Entries from a dataset:
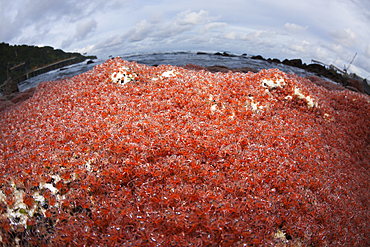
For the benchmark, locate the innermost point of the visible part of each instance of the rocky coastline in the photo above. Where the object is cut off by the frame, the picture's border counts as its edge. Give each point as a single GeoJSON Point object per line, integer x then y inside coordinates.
{"type": "Point", "coordinates": [11, 94]}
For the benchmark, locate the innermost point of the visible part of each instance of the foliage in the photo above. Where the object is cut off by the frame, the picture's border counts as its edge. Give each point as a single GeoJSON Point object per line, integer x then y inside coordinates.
{"type": "Point", "coordinates": [36, 57]}
{"type": "Point", "coordinates": [183, 158]}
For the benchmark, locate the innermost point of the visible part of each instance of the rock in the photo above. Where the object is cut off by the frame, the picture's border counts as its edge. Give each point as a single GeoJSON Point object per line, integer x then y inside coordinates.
{"type": "Point", "coordinates": [366, 86]}
{"type": "Point", "coordinates": [245, 70]}
{"type": "Point", "coordinates": [294, 63]}
{"type": "Point", "coordinates": [225, 54]}
{"type": "Point", "coordinates": [23, 95]}
{"type": "Point", "coordinates": [259, 57]}
{"type": "Point", "coordinates": [10, 87]}
{"type": "Point", "coordinates": [324, 83]}
{"type": "Point", "coordinates": [14, 98]}
{"type": "Point", "coordinates": [5, 104]}
{"type": "Point", "coordinates": [218, 68]}
{"type": "Point", "coordinates": [354, 85]}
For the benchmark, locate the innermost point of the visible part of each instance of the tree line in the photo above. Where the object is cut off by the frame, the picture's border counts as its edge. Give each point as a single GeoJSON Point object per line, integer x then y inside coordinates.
{"type": "Point", "coordinates": [35, 56]}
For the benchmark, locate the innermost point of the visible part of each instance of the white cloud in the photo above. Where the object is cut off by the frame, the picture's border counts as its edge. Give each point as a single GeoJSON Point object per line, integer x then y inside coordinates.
{"type": "Point", "coordinates": [139, 32]}
{"type": "Point", "coordinates": [345, 37]}
{"type": "Point", "coordinates": [367, 51]}
{"type": "Point", "coordinates": [321, 53]}
{"type": "Point", "coordinates": [302, 47]}
{"type": "Point", "coordinates": [192, 18]}
{"type": "Point", "coordinates": [294, 28]}
{"type": "Point", "coordinates": [213, 25]}
{"type": "Point", "coordinates": [83, 29]}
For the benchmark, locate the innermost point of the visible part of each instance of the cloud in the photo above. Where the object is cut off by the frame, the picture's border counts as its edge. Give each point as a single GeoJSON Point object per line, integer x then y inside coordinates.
{"type": "Point", "coordinates": [345, 37]}
{"type": "Point", "coordinates": [304, 47]}
{"type": "Point", "coordinates": [294, 28]}
{"type": "Point", "coordinates": [210, 26]}
{"type": "Point", "coordinates": [192, 18]}
{"type": "Point", "coordinates": [367, 51]}
{"type": "Point", "coordinates": [83, 29]}
{"type": "Point", "coordinates": [140, 31]}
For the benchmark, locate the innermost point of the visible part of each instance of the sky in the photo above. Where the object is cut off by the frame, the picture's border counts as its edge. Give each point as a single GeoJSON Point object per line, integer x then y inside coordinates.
{"type": "Point", "coordinates": [330, 31]}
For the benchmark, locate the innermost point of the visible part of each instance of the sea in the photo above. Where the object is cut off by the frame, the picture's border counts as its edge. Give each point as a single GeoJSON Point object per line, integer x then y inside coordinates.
{"type": "Point", "coordinates": [177, 58]}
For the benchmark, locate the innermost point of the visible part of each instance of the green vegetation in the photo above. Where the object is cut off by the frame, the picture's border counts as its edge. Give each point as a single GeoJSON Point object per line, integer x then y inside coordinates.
{"type": "Point", "coordinates": [36, 57]}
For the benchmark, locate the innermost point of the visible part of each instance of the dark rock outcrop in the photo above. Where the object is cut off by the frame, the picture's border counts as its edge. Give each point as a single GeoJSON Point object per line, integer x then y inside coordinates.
{"type": "Point", "coordinates": [14, 98]}
{"type": "Point", "coordinates": [10, 87]}
{"type": "Point", "coordinates": [354, 85]}
{"type": "Point", "coordinates": [295, 63]}
{"type": "Point", "coordinates": [259, 57]}
{"type": "Point", "coordinates": [324, 83]}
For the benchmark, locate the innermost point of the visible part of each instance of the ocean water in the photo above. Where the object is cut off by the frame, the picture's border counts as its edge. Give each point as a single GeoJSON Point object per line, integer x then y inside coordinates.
{"type": "Point", "coordinates": [172, 58]}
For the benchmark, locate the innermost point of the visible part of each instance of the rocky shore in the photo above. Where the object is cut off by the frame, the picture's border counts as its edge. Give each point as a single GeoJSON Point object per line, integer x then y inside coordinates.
{"type": "Point", "coordinates": [11, 94]}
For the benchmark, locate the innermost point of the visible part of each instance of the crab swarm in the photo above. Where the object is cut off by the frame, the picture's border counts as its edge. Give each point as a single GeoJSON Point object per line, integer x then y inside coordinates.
{"type": "Point", "coordinates": [177, 157]}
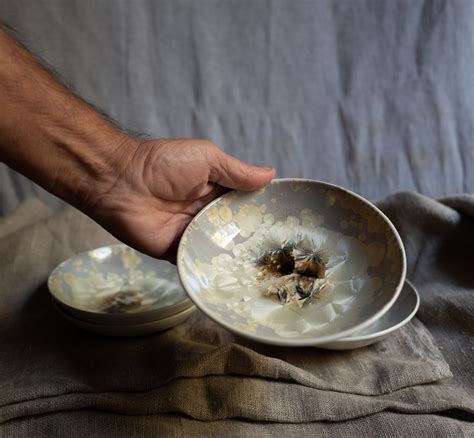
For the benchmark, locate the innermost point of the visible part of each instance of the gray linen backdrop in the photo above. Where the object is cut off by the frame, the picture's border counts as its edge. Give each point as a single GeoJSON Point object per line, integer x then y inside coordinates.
{"type": "Point", "coordinates": [377, 96]}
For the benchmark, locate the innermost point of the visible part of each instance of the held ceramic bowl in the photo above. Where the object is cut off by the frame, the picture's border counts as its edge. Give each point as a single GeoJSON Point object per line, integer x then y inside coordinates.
{"type": "Point", "coordinates": [220, 261]}
{"type": "Point", "coordinates": [116, 285]}
{"type": "Point", "coordinates": [398, 315]}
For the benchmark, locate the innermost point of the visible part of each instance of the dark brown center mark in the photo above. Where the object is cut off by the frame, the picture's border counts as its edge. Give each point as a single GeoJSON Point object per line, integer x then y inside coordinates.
{"type": "Point", "coordinates": [296, 274]}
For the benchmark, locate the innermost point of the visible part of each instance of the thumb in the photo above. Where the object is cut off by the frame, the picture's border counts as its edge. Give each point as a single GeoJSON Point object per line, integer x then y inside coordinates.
{"type": "Point", "coordinates": [230, 172]}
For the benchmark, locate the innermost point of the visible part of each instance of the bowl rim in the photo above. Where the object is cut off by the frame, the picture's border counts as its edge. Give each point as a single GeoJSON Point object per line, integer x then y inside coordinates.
{"type": "Point", "coordinates": [115, 318]}
{"type": "Point", "coordinates": [293, 342]}
{"type": "Point", "coordinates": [412, 290]}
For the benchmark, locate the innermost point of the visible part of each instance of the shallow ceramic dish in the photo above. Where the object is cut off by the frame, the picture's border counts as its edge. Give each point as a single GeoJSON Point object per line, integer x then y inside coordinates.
{"type": "Point", "coordinates": [219, 253]}
{"type": "Point", "coordinates": [129, 330]}
{"type": "Point", "coordinates": [117, 285]}
{"type": "Point", "coordinates": [398, 315]}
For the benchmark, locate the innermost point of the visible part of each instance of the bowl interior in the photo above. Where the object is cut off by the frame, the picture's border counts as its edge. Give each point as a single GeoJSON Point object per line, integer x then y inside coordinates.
{"type": "Point", "coordinates": [220, 253]}
{"type": "Point", "coordinates": [116, 280]}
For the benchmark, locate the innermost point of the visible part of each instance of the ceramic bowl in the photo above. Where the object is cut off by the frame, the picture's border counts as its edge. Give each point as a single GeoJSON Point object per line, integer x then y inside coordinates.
{"type": "Point", "coordinates": [129, 330]}
{"type": "Point", "coordinates": [220, 253]}
{"type": "Point", "coordinates": [116, 285]}
{"type": "Point", "coordinates": [398, 315]}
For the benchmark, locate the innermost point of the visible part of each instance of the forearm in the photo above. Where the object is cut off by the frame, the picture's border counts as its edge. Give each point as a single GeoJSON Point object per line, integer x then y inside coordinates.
{"type": "Point", "coordinates": [50, 135]}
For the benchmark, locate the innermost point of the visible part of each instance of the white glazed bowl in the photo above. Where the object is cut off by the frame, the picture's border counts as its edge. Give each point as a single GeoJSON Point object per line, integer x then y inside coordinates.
{"type": "Point", "coordinates": [128, 330]}
{"type": "Point", "coordinates": [87, 285]}
{"type": "Point", "coordinates": [217, 261]}
{"type": "Point", "coordinates": [398, 315]}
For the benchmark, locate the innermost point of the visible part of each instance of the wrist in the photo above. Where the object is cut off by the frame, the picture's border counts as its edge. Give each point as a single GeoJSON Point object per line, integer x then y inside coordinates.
{"type": "Point", "coordinates": [96, 169]}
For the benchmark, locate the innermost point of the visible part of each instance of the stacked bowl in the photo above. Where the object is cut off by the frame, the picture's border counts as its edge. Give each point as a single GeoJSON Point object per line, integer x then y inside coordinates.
{"type": "Point", "coordinates": [115, 290]}
{"type": "Point", "coordinates": [298, 263]}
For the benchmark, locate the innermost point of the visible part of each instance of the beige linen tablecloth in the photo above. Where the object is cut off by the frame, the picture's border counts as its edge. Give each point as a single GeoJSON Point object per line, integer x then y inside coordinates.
{"type": "Point", "coordinates": [198, 379]}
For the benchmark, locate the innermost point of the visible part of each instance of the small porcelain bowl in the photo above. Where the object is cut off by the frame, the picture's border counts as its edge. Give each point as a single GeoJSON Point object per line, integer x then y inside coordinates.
{"type": "Point", "coordinates": [398, 315]}
{"type": "Point", "coordinates": [116, 285]}
{"type": "Point", "coordinates": [220, 262]}
{"type": "Point", "coordinates": [129, 330]}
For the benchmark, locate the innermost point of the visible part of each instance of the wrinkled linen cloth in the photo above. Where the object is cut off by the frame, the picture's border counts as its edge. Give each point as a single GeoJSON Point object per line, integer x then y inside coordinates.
{"type": "Point", "coordinates": [198, 379]}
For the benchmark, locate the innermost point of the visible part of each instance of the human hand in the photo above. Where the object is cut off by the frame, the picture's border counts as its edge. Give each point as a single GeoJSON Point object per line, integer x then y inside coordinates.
{"type": "Point", "coordinates": [160, 185]}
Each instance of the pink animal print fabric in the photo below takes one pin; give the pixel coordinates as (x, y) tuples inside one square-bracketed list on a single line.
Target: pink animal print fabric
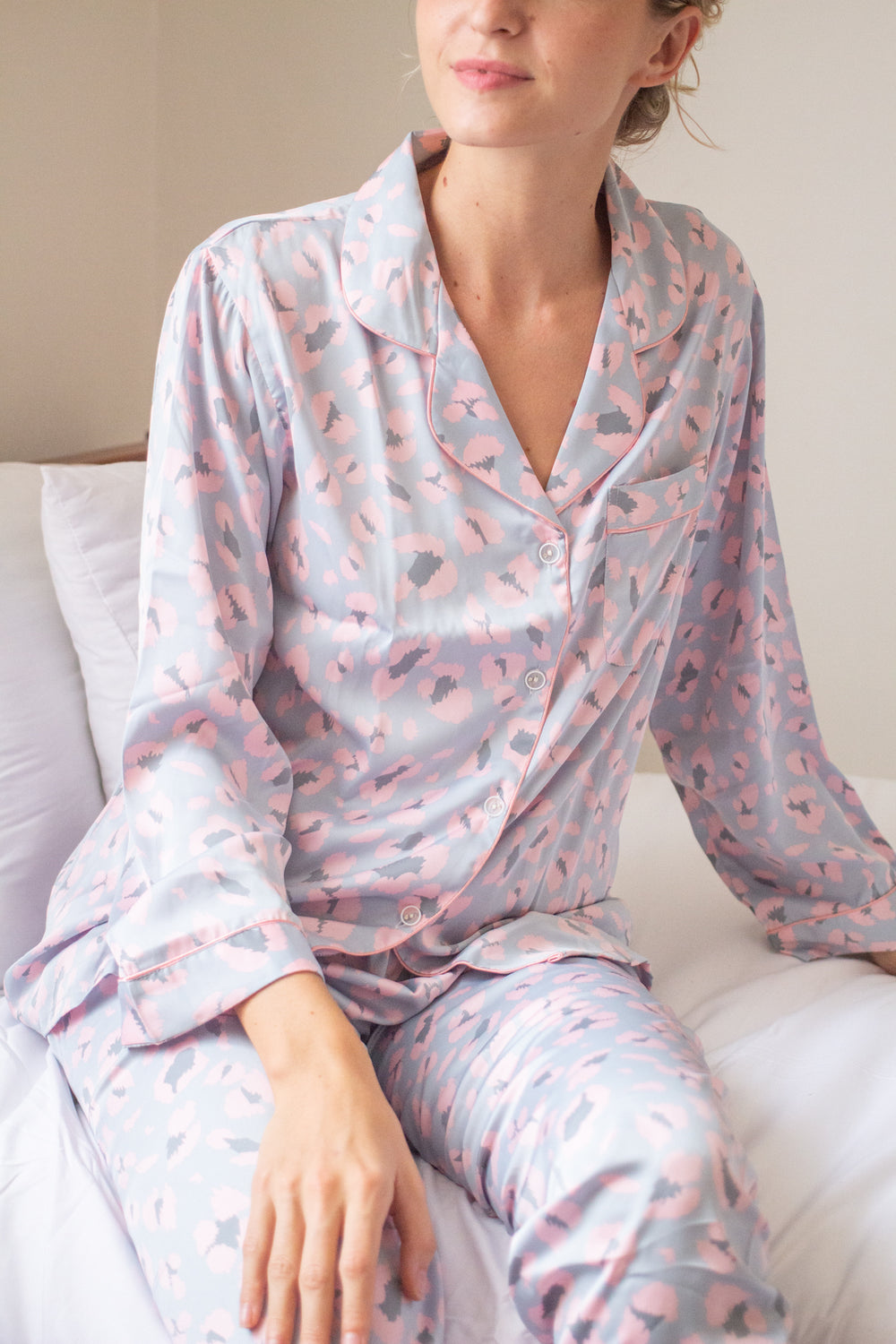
[(392, 691), (562, 1097)]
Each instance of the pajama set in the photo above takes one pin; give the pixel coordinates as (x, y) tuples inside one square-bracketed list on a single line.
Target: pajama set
[(390, 698)]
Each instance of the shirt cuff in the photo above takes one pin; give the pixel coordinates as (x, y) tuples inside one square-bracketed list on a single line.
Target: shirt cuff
[(166, 1002)]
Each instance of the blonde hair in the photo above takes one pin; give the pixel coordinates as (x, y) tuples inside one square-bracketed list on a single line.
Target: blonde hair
[(649, 108)]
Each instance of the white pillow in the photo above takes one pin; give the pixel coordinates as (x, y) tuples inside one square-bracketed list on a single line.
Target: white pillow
[(91, 523), (48, 777)]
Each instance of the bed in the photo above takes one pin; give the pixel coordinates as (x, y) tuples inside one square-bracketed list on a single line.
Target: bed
[(806, 1051)]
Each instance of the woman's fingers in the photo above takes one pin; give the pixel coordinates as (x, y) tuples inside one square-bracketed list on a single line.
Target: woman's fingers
[(414, 1226), (260, 1234), (359, 1257), (317, 1274), (287, 1255)]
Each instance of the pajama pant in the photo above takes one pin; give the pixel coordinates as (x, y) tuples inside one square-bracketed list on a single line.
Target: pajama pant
[(562, 1097)]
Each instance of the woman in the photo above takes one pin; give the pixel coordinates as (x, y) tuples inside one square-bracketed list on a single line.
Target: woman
[(452, 484)]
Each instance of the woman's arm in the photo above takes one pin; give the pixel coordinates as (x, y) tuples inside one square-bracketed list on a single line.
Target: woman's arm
[(735, 722), (333, 1163)]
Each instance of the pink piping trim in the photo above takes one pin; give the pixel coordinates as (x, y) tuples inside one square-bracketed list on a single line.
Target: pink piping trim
[(225, 937)]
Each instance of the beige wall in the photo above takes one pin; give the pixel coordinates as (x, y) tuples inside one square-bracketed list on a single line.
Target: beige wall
[(132, 128)]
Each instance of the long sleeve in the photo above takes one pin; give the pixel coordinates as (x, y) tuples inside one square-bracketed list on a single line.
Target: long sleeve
[(207, 788), (735, 723)]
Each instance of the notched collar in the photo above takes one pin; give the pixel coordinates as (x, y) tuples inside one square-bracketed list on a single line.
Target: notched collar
[(392, 285)]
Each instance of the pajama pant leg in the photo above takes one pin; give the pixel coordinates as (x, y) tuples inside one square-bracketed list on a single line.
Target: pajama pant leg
[(179, 1126), (579, 1112)]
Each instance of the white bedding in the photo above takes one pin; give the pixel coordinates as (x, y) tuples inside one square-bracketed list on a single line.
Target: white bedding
[(807, 1054)]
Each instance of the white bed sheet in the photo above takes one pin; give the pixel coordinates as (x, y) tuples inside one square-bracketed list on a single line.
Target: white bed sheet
[(807, 1054)]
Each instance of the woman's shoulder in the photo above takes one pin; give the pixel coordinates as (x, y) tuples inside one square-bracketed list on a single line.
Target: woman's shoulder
[(280, 254), (705, 249)]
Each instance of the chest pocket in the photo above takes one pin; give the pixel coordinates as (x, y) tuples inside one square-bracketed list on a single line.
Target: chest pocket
[(650, 527)]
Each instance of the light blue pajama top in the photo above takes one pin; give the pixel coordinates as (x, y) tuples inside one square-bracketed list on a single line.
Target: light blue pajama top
[(392, 691)]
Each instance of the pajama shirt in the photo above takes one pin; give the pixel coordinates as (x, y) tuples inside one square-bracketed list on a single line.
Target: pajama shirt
[(392, 691)]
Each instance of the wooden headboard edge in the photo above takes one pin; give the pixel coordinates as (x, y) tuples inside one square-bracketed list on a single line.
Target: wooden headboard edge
[(124, 453)]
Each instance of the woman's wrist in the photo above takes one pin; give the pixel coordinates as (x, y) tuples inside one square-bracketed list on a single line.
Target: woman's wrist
[(296, 1024)]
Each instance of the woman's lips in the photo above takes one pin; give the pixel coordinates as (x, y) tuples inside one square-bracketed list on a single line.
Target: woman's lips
[(489, 74)]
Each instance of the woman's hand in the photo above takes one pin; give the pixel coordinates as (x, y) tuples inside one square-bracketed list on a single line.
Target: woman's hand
[(333, 1163)]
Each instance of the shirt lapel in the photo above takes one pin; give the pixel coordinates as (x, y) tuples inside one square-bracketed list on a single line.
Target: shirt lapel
[(392, 284)]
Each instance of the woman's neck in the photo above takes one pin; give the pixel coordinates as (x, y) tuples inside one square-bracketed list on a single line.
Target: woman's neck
[(514, 230)]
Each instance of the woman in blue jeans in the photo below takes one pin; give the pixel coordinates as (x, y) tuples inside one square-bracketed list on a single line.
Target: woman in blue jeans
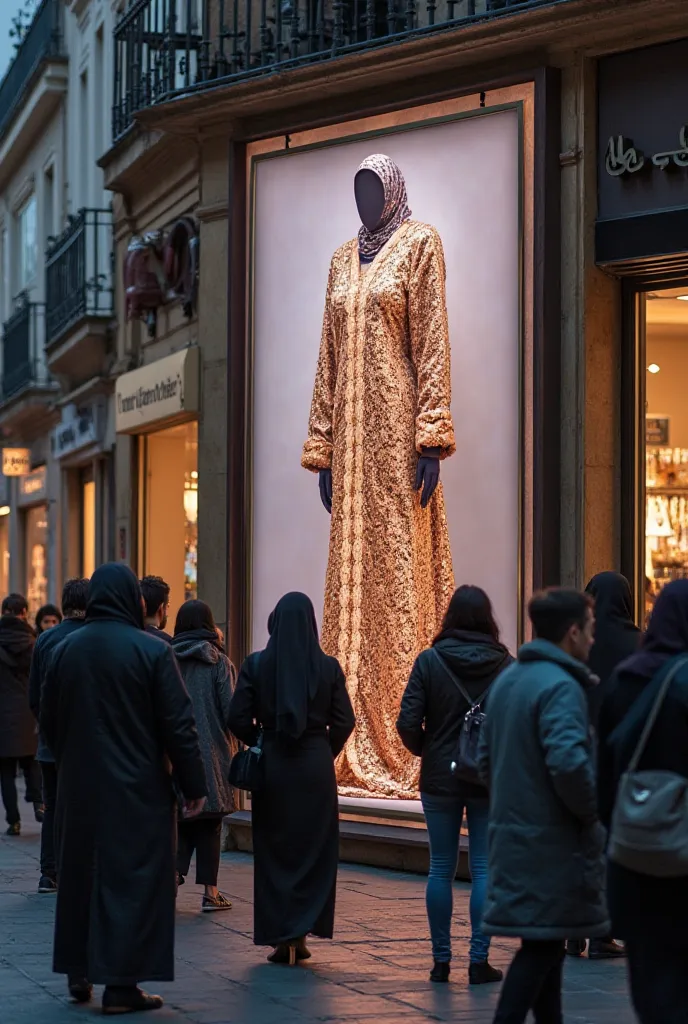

SHORT PROBLEM: Rewrite the stretch from the line containing "Each instance of the woman's arm" through the line containing "[(207, 788), (735, 723)]", putting "bracketed list" in place of "square-bracketed list" and leaving everything else unchanged.

SOLUTION:
Each instance of the woman's arm in the photo above takes one pin; give the pixel coordinates as (x, y) tuples inside one bracketed list on a single line.
Target: woman's arm
[(735, 722), (333, 1163)]
Each instance of the pink piping trim in the photo above takes one pin; give the pixel coordinates as (x, y) tuples inside one bracketed list on a single line.
Target: pink piping trim
[(225, 937)]
Each instance of the beige wall in the photo above takes one pin; give the pixel coordinates as (x, y) tuples inside one bracketed list on a single line.
Target: beige wall
[(132, 128)]
Each instance of the long sleeve in the photo above takes one pin; give the pixel coordinates as (x, y) tuples inside one bracketed list on a single line.
Target: long sleeve
[(207, 788), (735, 723)]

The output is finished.